Do this =
Edit the entries below so that every occurrence of "Expected output" reads "Required output" instead. Leave everything else unchanged.

(Recorded data)
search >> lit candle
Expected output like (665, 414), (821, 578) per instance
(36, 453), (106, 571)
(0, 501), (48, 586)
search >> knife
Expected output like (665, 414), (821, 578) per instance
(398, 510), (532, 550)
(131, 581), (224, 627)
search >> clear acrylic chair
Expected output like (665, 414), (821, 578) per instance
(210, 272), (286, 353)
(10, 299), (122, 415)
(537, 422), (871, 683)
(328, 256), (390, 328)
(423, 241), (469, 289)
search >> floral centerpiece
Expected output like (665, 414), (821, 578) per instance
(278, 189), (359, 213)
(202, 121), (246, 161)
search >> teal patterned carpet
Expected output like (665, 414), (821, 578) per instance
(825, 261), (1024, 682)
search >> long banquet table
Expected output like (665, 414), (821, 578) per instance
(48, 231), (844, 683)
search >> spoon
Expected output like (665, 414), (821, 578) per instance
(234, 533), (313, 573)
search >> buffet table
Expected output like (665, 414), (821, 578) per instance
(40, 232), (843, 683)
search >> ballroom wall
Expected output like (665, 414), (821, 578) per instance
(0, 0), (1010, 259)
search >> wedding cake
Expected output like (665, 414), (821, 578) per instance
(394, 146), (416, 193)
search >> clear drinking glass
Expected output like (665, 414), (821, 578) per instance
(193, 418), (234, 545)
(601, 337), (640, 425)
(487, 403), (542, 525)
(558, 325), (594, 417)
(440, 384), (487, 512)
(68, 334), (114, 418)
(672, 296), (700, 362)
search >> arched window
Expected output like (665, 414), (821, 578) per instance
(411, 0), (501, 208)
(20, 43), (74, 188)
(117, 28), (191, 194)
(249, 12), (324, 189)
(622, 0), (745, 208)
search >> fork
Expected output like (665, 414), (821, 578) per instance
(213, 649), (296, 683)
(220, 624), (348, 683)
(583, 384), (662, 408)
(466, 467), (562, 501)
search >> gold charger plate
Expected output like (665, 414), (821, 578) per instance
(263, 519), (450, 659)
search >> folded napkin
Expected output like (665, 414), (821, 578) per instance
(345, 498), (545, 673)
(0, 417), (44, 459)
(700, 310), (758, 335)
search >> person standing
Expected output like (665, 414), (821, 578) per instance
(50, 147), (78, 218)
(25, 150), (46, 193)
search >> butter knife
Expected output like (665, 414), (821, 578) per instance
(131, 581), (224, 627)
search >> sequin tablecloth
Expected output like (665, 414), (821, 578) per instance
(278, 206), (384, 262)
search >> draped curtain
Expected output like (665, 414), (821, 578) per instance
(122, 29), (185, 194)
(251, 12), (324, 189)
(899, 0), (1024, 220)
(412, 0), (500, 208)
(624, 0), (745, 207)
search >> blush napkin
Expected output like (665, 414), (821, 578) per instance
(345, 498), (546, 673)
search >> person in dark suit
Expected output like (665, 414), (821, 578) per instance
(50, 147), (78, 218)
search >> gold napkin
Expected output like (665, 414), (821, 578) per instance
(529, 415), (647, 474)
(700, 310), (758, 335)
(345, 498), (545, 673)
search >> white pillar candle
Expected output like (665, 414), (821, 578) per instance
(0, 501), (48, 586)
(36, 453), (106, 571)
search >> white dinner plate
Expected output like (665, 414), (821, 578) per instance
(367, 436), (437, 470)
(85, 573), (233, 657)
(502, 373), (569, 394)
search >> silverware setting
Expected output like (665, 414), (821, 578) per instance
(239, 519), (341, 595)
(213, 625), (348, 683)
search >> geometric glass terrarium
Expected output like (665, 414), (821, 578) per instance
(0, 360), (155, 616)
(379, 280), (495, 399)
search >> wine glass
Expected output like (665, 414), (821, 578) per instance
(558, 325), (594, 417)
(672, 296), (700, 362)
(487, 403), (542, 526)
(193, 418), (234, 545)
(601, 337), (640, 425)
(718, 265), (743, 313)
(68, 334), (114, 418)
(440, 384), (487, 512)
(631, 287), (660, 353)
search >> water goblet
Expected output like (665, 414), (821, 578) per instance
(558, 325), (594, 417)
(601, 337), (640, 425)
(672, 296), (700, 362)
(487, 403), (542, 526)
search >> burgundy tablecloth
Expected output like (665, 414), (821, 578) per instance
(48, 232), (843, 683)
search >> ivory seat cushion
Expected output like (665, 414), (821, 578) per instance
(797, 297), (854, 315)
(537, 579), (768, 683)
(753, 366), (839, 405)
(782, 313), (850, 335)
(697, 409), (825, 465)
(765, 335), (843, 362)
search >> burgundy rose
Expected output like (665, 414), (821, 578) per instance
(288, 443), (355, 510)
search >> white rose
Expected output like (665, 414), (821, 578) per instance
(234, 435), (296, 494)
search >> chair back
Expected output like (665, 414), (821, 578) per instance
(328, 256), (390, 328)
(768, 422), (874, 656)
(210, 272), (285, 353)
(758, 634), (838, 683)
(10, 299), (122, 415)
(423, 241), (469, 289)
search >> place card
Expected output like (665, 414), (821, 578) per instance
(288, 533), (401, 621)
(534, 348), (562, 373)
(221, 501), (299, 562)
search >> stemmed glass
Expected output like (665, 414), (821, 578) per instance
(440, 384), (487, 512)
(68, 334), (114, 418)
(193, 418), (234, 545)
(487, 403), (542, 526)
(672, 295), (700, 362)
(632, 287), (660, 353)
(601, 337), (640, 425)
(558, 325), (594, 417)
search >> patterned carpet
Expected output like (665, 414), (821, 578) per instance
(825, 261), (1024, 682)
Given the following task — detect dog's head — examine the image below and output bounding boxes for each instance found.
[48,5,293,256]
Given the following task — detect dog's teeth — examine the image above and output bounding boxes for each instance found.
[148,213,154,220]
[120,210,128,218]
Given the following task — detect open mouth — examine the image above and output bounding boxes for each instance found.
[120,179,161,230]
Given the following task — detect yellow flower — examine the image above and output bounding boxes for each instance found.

Answer to the task =
search >> lit candle
Required output like (665, 414), (821, 578) per instance
(36, 453), (106, 571)
(0, 501), (48, 586)
search >> knife
Required output like (665, 414), (821, 578) per instance
(398, 510), (532, 550)
(131, 581), (224, 627)
search >> clear acrylic chair
Required output like (665, 414), (821, 578) per instance
(210, 272), (286, 353)
(10, 299), (122, 415)
(537, 422), (871, 683)
(328, 256), (390, 328)
(423, 241), (469, 289)
search >> floral centerpiece
Required output like (665, 414), (821, 578) per instance
(278, 189), (359, 213)
(202, 121), (246, 161)
search >> teal patterned carpet
Required output like (665, 414), (821, 578) per instance
(825, 261), (1024, 682)
search >> long banquet table
Required output like (665, 414), (821, 578) per instance
(48, 231), (844, 683)
search >> spoon
Required output like (665, 414), (821, 578) per instance
(234, 533), (313, 573)
search >> buffet table
Required output like (665, 414), (821, 578) per instance
(40, 232), (843, 683)
search >> ballroom wall
Required output like (665, 414), (821, 578) per instance
(0, 0), (1010, 259)
search >> wedding cake
Required output like (665, 414), (821, 578) per instance
(394, 146), (416, 193)
search >> clear drinking glass
Required output like (665, 414), (821, 578) per instance
(193, 418), (234, 545)
(601, 337), (640, 425)
(487, 403), (542, 525)
(558, 325), (594, 417)
(440, 384), (487, 512)
(68, 334), (114, 418)
(672, 296), (700, 362)
search >> arched window
Required output like (665, 414), (821, 578) per instance
(411, 0), (501, 208)
(20, 43), (74, 188)
(117, 28), (191, 194)
(249, 12), (324, 189)
(622, 0), (745, 208)
search >> fork
Required output like (665, 414), (821, 578) per instance
(213, 649), (296, 683)
(220, 624), (348, 683)
(583, 384), (662, 408)
(466, 467), (562, 501)
search >> gold charger plate
Required output like (665, 414), (821, 578) per instance
(263, 519), (450, 659)
search >> folded napkin
Required output like (665, 414), (821, 578) per instance
(345, 498), (545, 673)
(0, 417), (44, 459)
(700, 310), (758, 335)
search >> person standing
Required output like (665, 414), (821, 578) per instance
(50, 147), (78, 218)
(25, 150), (46, 193)
search >> butter knife
Required output like (665, 414), (821, 578) per instance
(131, 581), (224, 627)
search >> sequin tablecloth
Required output like (665, 414), (821, 578) per instance
(278, 206), (384, 262)
search >> draped curtain
Required output like (665, 414), (821, 578) per instance
(122, 29), (185, 194)
(251, 12), (324, 189)
(899, 0), (1024, 220)
(412, 0), (500, 208)
(624, 0), (745, 207)
search >> blush napkin
Required output like (665, 414), (821, 578) per instance
(345, 498), (546, 673)
search >> person in dark suit
Required output like (665, 414), (821, 578) per instance
(50, 147), (78, 218)
search >> gold napkin
Required output like (665, 414), (821, 578) per instance
(529, 415), (647, 474)
(700, 310), (758, 335)
(345, 498), (545, 673)
search >> white pillar candle
Required output like (665, 414), (821, 578) per instance
(0, 501), (48, 586)
(36, 453), (106, 571)
search >> white dinner plate
Required output like (665, 414), (821, 578) per instance
(367, 436), (437, 470)
(85, 573), (233, 657)
(502, 373), (569, 394)
search >> silverware setting
Required output like (665, 414), (821, 578) per instance
(239, 519), (341, 595)
(213, 625), (348, 683)
search >> geometric glass terrarium
Required output like (665, 414), (821, 578) per instance
(0, 360), (155, 616)
(379, 280), (495, 399)
search >> wine glass
Required output like (665, 414), (821, 578) per instance
(558, 325), (594, 417)
(672, 296), (700, 362)
(487, 403), (542, 526)
(193, 418), (234, 545)
(601, 337), (640, 425)
(718, 265), (743, 313)
(68, 334), (114, 418)
(440, 384), (487, 512)
(631, 287), (660, 353)
search >> water goblet
Required output like (665, 414), (821, 578) per instance
(558, 325), (594, 417)
(601, 337), (640, 425)
(672, 296), (700, 362)
(487, 403), (542, 526)
search >> burgundy tablecloth
Required output like (665, 414), (821, 578) per instance
(48, 232), (843, 683)
search >> ivory seat cushion
Required output like (665, 414), (821, 578) per instance
(797, 297), (854, 315)
(537, 579), (768, 683)
(753, 366), (839, 405)
(782, 313), (850, 335)
(697, 409), (825, 465)
(765, 335), (843, 362)
search >> burgundy rose
Required output like (665, 414), (821, 578) per instance
(288, 443), (355, 510)
search >> white rose
Required output like (665, 414), (821, 578) per instance
(234, 435), (296, 494)
search >> chair back
Required output like (665, 414), (821, 578) per instance
(328, 256), (390, 328)
(768, 422), (874, 656)
(210, 272), (285, 353)
(758, 634), (838, 683)
(10, 299), (122, 415)
(423, 241), (469, 289)
search >> place card
Required output like (665, 414), (821, 578) per instance
(288, 533), (401, 621)
(534, 348), (562, 373)
(221, 501), (299, 562)
search >> stemmed glass
Required output like (665, 414), (821, 578) per instance
(440, 384), (487, 512)
(68, 334), (114, 418)
(193, 418), (234, 545)
(487, 403), (542, 526)
(672, 295), (700, 362)
(632, 287), (660, 353)
(601, 337), (640, 425)
(558, 325), (594, 417)
search >> patterned carpet
Required output like (665, 414), (821, 578) per instance
(825, 261), (1024, 682)
Given the following task — detect dog's head — examine the image below and output bounding boxes for each instance found.
[48,5,293,256]
Given the following task — detect dog's teeth — examine the image above and output bounding boxes for each instance found.
[148,213,154,220]
[120,210,128,218]
Given the following task — detect open mouth — examine the image above and output bounding boxes for each instance found.
[120,179,161,230]
Given the following task — detect yellow flower — examine the image above and output bounding boxes for each instance found.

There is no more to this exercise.